+++ Given entries +++
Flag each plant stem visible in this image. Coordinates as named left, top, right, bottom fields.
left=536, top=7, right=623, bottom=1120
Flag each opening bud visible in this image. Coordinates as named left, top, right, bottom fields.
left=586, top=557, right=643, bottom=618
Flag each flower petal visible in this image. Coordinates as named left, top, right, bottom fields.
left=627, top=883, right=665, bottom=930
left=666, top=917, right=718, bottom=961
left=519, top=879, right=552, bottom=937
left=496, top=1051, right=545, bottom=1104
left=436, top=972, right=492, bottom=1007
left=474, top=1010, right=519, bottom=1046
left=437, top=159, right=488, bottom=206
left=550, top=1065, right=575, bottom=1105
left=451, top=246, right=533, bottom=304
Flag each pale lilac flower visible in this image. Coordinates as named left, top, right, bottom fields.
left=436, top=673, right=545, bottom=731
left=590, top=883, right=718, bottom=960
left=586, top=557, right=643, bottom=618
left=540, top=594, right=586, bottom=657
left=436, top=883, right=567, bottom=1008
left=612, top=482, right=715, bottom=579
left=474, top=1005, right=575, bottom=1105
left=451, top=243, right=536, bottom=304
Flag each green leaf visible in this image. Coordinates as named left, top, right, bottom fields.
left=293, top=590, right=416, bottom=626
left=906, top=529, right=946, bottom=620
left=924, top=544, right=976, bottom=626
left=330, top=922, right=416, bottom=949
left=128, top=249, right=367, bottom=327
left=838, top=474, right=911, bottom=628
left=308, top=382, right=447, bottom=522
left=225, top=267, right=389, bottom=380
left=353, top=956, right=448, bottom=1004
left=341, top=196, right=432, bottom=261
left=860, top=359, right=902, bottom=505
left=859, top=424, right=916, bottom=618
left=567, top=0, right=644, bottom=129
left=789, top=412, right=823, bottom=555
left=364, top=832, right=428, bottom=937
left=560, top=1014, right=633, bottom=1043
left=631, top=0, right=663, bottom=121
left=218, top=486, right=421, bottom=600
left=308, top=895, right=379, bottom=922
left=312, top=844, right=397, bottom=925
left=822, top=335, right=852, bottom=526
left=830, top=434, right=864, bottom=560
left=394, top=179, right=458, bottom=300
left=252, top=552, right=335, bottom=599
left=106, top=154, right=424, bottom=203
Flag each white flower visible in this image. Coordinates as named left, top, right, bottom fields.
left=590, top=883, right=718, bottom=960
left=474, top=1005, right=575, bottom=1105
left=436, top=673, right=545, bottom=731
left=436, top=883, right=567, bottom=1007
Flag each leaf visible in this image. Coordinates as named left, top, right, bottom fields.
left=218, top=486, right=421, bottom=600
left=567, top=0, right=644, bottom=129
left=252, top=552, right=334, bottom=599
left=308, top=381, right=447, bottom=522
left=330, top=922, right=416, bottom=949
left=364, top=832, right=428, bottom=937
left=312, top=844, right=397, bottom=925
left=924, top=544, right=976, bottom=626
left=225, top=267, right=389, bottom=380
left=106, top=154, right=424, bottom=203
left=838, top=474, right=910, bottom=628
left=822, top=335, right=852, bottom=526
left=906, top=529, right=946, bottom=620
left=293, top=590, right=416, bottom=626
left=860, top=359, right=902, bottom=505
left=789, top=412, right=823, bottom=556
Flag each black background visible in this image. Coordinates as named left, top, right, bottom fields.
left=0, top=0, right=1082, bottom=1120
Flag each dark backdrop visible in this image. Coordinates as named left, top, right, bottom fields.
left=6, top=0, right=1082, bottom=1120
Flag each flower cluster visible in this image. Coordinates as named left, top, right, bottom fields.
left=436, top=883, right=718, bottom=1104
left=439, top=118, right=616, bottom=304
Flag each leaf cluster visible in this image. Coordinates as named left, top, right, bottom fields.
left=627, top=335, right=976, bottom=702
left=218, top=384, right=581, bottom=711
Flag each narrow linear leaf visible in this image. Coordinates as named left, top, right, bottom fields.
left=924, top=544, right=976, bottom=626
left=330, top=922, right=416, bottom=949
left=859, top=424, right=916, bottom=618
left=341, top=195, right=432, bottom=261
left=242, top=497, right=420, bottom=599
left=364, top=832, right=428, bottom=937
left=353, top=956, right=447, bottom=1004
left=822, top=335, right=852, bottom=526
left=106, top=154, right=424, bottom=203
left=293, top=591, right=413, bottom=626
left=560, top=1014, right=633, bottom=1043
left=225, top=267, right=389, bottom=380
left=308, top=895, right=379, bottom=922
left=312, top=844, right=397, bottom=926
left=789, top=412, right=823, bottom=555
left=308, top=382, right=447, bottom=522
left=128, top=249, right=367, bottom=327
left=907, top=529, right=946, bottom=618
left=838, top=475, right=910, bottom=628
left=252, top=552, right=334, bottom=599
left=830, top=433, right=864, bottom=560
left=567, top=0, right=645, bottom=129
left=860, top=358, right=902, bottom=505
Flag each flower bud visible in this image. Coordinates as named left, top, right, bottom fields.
+++
- Stated goal
Recast every line of the listing above as a numbered list, leaving out any blank lines.

- Result for this exercise
1. Flag each plant stem visible in this image. Coordinates as named left, top, right, bottom fields.
2. left=536, top=7, right=623, bottom=1120
3. Flag each opening bud visible in this image. Coordinates as named left, top, right, bottom fields.
4. left=586, top=557, right=643, bottom=618
5. Flag each flower petal visible in this image. Coordinates as named left, top, right, bottom fields.
6. left=627, top=883, right=665, bottom=930
7. left=666, top=917, right=718, bottom=961
8. left=519, top=879, right=552, bottom=937
9. left=496, top=1051, right=545, bottom=1104
10. left=436, top=972, right=492, bottom=1007
11. left=474, top=1010, right=519, bottom=1046
12. left=437, top=159, right=488, bottom=206
13. left=550, top=1065, right=575, bottom=1105
14. left=451, top=246, right=533, bottom=304
15. Flag each pale lilac flower visible in this image. Coordinates as named left, top, right, bottom fields.
16. left=436, top=673, right=545, bottom=731
17. left=590, top=883, right=718, bottom=960
18. left=586, top=557, right=643, bottom=618
19. left=540, top=594, right=586, bottom=657
20. left=436, top=883, right=567, bottom=1008
21. left=612, top=482, right=715, bottom=579
22. left=474, top=1005, right=575, bottom=1105
23. left=451, top=243, right=536, bottom=304
24. Flag each green leaf visible in this image. Coordinates as named left, top, right, bottom fields.
25. left=293, top=590, right=416, bottom=626
26. left=906, top=529, right=946, bottom=620
27. left=924, top=544, right=976, bottom=626
28. left=330, top=922, right=416, bottom=949
29. left=128, top=249, right=367, bottom=327
30. left=838, top=474, right=911, bottom=628
31. left=308, top=382, right=447, bottom=522
32. left=225, top=267, right=389, bottom=380
33. left=353, top=956, right=448, bottom=1004
34. left=341, top=196, right=432, bottom=261
35. left=860, top=359, right=902, bottom=505
36. left=859, top=424, right=916, bottom=618
37. left=567, top=0, right=644, bottom=129
38. left=789, top=412, right=823, bottom=555
39. left=364, top=832, right=428, bottom=937
40. left=560, top=1014, right=633, bottom=1043
41. left=631, top=0, right=663, bottom=121
42. left=218, top=486, right=421, bottom=600
43. left=308, top=895, right=379, bottom=922
44. left=312, top=844, right=397, bottom=925
45. left=822, top=335, right=852, bottom=526
46. left=830, top=434, right=864, bottom=560
47. left=394, top=179, right=458, bottom=300
48. left=252, top=552, right=335, bottom=599
49. left=106, top=154, right=424, bottom=203
50. Flag each white flower visible in this image. Coordinates as named left, top, right, bottom fields.
51. left=590, top=883, right=718, bottom=960
52. left=474, top=1005, right=575, bottom=1105
53. left=436, top=673, right=545, bottom=731
54. left=436, top=883, right=567, bottom=1007
55. Flag each leaf visible in this image. Coordinates as named left, top, right, bottom fields.
56. left=218, top=486, right=421, bottom=600
57. left=567, top=0, right=644, bottom=129
58. left=252, top=552, right=334, bottom=599
59. left=308, top=381, right=447, bottom=522
60. left=330, top=922, right=416, bottom=949
61. left=364, top=832, right=428, bottom=937
62. left=312, top=844, right=397, bottom=925
63. left=924, top=544, right=976, bottom=626
64. left=225, top=267, right=389, bottom=380
65. left=106, top=154, right=424, bottom=203
66. left=838, top=474, right=910, bottom=628
67. left=822, top=335, right=852, bottom=526
68. left=906, top=529, right=946, bottom=620
69. left=293, top=590, right=416, bottom=626
70. left=860, top=359, right=902, bottom=505
71. left=789, top=412, right=823, bottom=556
72. Flag each black background visible in this image. Coordinates as named left, top, right, bottom fields.
73. left=0, top=0, right=1082, bottom=1120
74. Flag each dark backdrop visible in this image. Coordinates as named left, top, right, bottom fields.
75. left=6, top=0, right=1082, bottom=1120
76. Flag each flower cluster visible in this image. Coordinates as named left, top, right, bottom fields.
77. left=436, top=883, right=718, bottom=1104
78. left=439, top=118, right=616, bottom=304
79. Flag each leaf cluster visible in this image. Coordinates as named left, top, right, bottom fields.
80. left=627, top=335, right=976, bottom=702
81. left=218, top=384, right=581, bottom=711
82. Flag each narrow linear leaf visible in this image. Coordinates as named left, top, right, bottom fields.
83. left=924, top=544, right=976, bottom=626
84. left=330, top=922, right=416, bottom=949
85. left=859, top=424, right=916, bottom=618
86. left=341, top=195, right=432, bottom=261
87. left=242, top=497, right=420, bottom=599
88. left=364, top=832, right=428, bottom=937
89. left=353, top=956, right=447, bottom=1004
90. left=822, top=335, right=852, bottom=526
91. left=106, top=154, right=424, bottom=203
92. left=293, top=591, right=413, bottom=626
93. left=560, top=1014, right=633, bottom=1043
94. left=225, top=267, right=389, bottom=380
95. left=308, top=895, right=379, bottom=922
96. left=312, top=844, right=397, bottom=926
97. left=789, top=412, right=823, bottom=555
98. left=308, top=382, right=447, bottom=522
99. left=128, top=249, right=367, bottom=327
100. left=907, top=529, right=946, bottom=618
101. left=838, top=475, right=910, bottom=628
102. left=252, top=552, right=334, bottom=599
103. left=830, top=433, right=864, bottom=560
104. left=567, top=0, right=645, bottom=129
105. left=860, top=358, right=902, bottom=505
106. Flag each flower bud visible in this image. Coordinates as named left, top, right, bottom fields.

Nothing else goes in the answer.